MATERIAL FOR THIS EXERCISE section start

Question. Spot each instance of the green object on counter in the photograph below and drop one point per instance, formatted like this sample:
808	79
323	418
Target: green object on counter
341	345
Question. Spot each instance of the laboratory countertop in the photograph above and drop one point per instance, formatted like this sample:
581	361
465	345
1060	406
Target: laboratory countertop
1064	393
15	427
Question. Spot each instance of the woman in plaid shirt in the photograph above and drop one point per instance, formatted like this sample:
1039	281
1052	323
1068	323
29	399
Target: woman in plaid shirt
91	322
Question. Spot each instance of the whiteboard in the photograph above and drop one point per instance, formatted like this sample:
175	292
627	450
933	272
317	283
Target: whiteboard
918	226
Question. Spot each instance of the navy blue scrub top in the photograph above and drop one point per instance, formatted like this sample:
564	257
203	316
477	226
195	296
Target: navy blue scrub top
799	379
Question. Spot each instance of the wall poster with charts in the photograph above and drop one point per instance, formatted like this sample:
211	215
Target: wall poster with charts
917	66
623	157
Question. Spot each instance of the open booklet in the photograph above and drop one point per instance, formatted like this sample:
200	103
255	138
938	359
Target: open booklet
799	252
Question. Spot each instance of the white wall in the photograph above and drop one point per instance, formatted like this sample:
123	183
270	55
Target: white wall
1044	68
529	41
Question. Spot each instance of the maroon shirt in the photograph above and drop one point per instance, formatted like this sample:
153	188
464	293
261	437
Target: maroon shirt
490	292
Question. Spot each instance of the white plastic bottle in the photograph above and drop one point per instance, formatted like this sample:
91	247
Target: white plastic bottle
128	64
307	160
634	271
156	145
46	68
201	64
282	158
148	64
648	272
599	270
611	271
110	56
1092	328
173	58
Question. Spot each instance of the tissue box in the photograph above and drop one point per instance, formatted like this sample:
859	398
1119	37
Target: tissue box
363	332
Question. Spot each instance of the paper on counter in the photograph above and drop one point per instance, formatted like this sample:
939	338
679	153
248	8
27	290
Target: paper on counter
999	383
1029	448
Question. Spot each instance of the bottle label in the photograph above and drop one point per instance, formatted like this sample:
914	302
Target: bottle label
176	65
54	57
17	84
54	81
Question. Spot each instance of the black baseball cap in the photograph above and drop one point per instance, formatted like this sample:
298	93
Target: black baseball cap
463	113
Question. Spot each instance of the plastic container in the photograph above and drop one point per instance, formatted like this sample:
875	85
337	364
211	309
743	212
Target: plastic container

MATERIAL FOR THIS EXERCISE section end

• EXERCISE DIRECTIONS:
In the entries above, how many lines hold "container"? Answer with the number alone.

• ANSWER AREA:
2